* [WHAT NEEDS TO BE DONE]: Extract the run of lines that starts at the top of the records below and ends at the line with "box: [244, 104, 266, 150]", keeping both ends and excluding pictures.

* [INFORMATION SUPPLIED]:

■ ■ ■ ■ ■ ■ ■

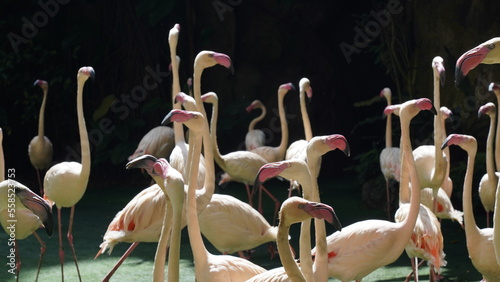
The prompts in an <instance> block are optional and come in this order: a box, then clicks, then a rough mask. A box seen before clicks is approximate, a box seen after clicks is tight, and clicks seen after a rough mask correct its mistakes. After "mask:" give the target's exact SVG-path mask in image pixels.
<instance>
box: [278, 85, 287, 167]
mask: <svg viewBox="0 0 500 282" xmlns="http://www.w3.org/2000/svg"><path fill="white" fill-rule="evenodd" d="M285 94H286V92H285V93H284V94H280V93H278V112H279V116H280V126H281V142H280V144H279V146H278V148H279V155H280V156H281V157H280V158H281V159H283V157H284V156H285V152H286V148H287V146H288V122H287V120H286V113H285V105H284V100H285Z"/></svg>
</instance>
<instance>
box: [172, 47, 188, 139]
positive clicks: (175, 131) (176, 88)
mask: <svg viewBox="0 0 500 282" xmlns="http://www.w3.org/2000/svg"><path fill="white" fill-rule="evenodd" d="M176 49H177V41H176V40H174V42H173V43H172V44H170V62H171V64H172V108H173V109H179V110H180V109H181V104H180V103H176V102H175V96H176V95H177V94H178V93H179V92H181V83H180V80H179V64H178V62H177V56H176ZM173 128H174V138H175V143H186V139H185V138H184V129H183V125H182V123H179V122H174V125H173Z"/></svg>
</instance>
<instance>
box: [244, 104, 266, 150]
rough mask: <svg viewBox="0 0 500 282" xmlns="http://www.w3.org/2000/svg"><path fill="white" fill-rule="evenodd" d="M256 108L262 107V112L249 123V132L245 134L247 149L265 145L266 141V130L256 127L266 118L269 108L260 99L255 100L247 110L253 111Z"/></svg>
mask: <svg viewBox="0 0 500 282" xmlns="http://www.w3.org/2000/svg"><path fill="white" fill-rule="evenodd" d="M254 109H260V110H261V113H260V115H259V116H258V117H256V118H254V119H253V120H252V121H251V122H250V124H249V125H248V132H247V134H246V135H245V148H246V150H247V151H251V150H253V149H255V148H257V147H260V146H264V144H265V141H266V135H265V134H264V131H262V130H260V129H255V125H256V124H257V123H258V122H259V121H261V120H262V119H264V117H265V116H266V113H267V110H266V106H264V104H262V102H261V101H260V100H254V101H253V102H252V103H251V104H250V106H248V107H247V108H246V111H247V112H251V111H253V110H254Z"/></svg>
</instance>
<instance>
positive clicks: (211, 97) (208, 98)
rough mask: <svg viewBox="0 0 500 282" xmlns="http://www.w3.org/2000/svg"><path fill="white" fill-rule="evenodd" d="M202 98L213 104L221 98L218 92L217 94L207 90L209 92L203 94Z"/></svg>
mask: <svg viewBox="0 0 500 282" xmlns="http://www.w3.org/2000/svg"><path fill="white" fill-rule="evenodd" d="M201 100H202V101H203V102H204V103H210V104H213V103H216V102H217V100H219V98H218V97H217V94H215V92H207V93H205V94H203V95H201Z"/></svg>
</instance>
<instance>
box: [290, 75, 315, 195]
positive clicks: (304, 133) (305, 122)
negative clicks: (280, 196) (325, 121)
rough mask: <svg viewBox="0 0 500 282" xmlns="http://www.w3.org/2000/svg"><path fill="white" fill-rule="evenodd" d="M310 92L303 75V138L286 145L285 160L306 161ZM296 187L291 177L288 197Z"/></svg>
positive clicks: (296, 187)
mask: <svg viewBox="0 0 500 282" xmlns="http://www.w3.org/2000/svg"><path fill="white" fill-rule="evenodd" d="M312 94H313V92H312V88H311V82H310V81H309V79H308V78H306V77H303V78H302V79H301V80H300V81H299V99H300V114H301V115H302V124H303V126H304V136H305V139H300V140H297V141H294V142H293V143H292V144H290V146H288V148H287V149H286V153H285V160H291V159H300V160H303V161H307V158H306V149H307V144H308V142H309V140H311V138H313V134H312V129H311V122H310V120H309V114H308V113H307V105H306V96H307V98H308V99H309V100H310V99H311V98H312ZM320 162H321V161H320ZM320 165H321V164H320ZM316 177H317V175H316ZM298 189H300V187H299V184H298V183H297V181H295V180H294V179H293V178H292V179H291V180H290V189H289V192H288V197H290V195H291V193H292V191H293V190H298Z"/></svg>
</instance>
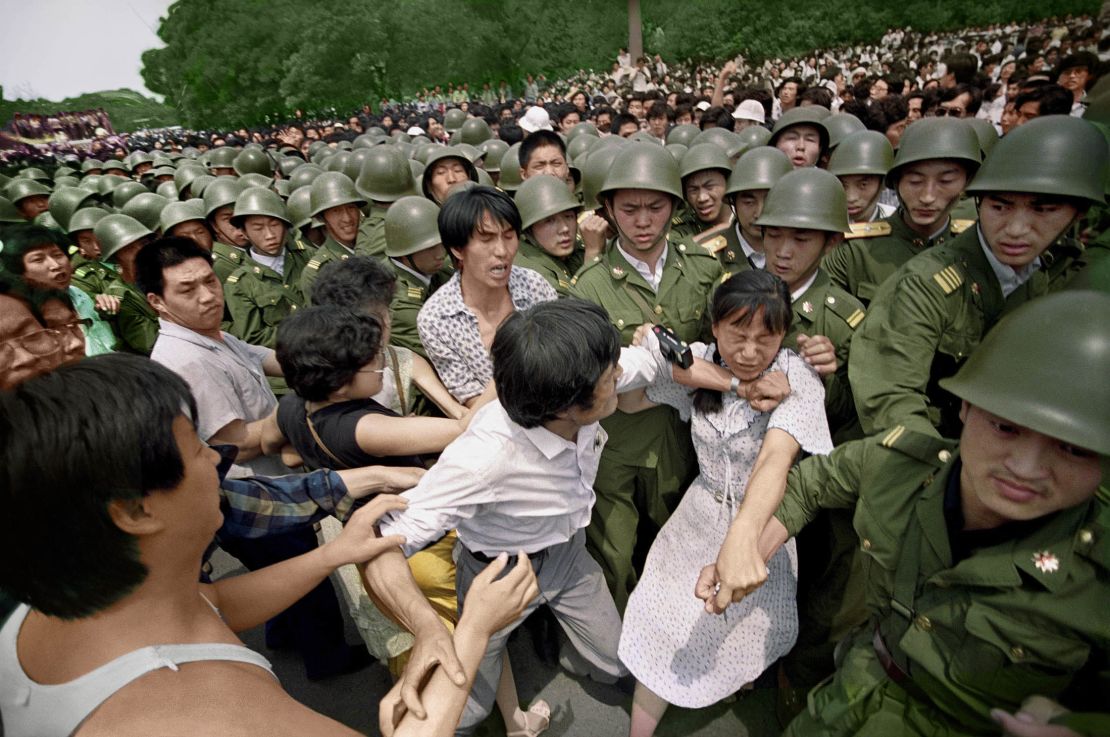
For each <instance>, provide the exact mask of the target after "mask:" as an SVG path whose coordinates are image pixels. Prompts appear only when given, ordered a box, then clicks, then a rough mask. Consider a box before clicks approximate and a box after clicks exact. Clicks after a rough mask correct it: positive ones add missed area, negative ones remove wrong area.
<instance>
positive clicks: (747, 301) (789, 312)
mask: <svg viewBox="0 0 1110 737" xmlns="http://www.w3.org/2000/svg"><path fill="white" fill-rule="evenodd" d="M760 311H763V325H764V329H765V330H766V331H767V332H768V333H783V334H784V335H785V334H786V333H788V332H790V325H791V324H793V323H794V307H791V304H790V290H789V289H787V286H786V282H784V281H783V280H781V279H779V277H778V276H776V275H775V274H773V273H770V272H767V271H763V270H761V269H750V270H747V271H741V272H739V273H736V274H733V275H731V276H730V277H728V279H727V280H725V281H724V282H723V283H722V284H720V285H719V286H718V287H717V289H716V291H714V293H713V302H712V303H710V305H709V317H710V319H712V320H713V323H714V324H715V325H716V324H717V323H722V322H725V321H727V320H728V319H729V317H730V316H733V315H736V319H735V320H733V321H730V322H733V323H736V322H738V323H739V324H740V325H747V324H749V323H750V322H751V321H753V320H754V319H755V316H756V314H757V313H759V312H760ZM719 357H720V356H719V354H717V355H714V361H717V360H718V359H719ZM694 406H695V407H697V408H698V410H699V411H700V412H706V413H708V412H716V411H718V410H720V392H714V391H709V390H698V391H696V392H695V393H694Z"/></svg>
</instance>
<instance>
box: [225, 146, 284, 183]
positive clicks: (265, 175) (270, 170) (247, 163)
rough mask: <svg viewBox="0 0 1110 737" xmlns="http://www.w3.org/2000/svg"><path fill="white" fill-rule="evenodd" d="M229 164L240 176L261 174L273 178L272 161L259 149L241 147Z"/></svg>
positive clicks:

■ ■ ■ ■ ■ ■ ■

* [ANSWER TO THIS PROBLEM]:
The prompts in an <instance> block are optional and come in this order: a box, then clicks, then a rough mask. A box seen before clicks is approximate, a box seen after clicks is tight, and clicks seen after a rough mask correct its mistakes. After "mask:" give the target's exact SVG-path mask in image pixels.
<instance>
box: [278, 85, 287, 167]
mask: <svg viewBox="0 0 500 282" xmlns="http://www.w3.org/2000/svg"><path fill="white" fill-rule="evenodd" d="M285 94H286V92H285V93H284V94H280V93H278V112H279V116H280V126H281V142H280V144H279V146H278V148H279V155H280V156H281V157H280V158H281V159H283V157H284V156H285V152H286V148H287V146H288V122H287V120H286V113H285V105H284V100H285Z"/></svg>
</instance>
<instance>
box: [172, 47, 188, 139]
positive clicks: (175, 131) (176, 88)
mask: <svg viewBox="0 0 500 282" xmlns="http://www.w3.org/2000/svg"><path fill="white" fill-rule="evenodd" d="M176 49H177V41H176V40H174V42H173V43H172V44H170V62H171V64H172V108H173V109H179V110H180V109H181V104H180V103H176V102H175V96H176V95H177V94H178V93H179V92H181V83H180V80H179V64H178V62H177V56H176ZM173 128H174V138H175V143H186V139H185V138H184V129H183V125H182V123H179V122H174V125H173Z"/></svg>
</instance>
<instance>
box: [244, 104, 266, 150]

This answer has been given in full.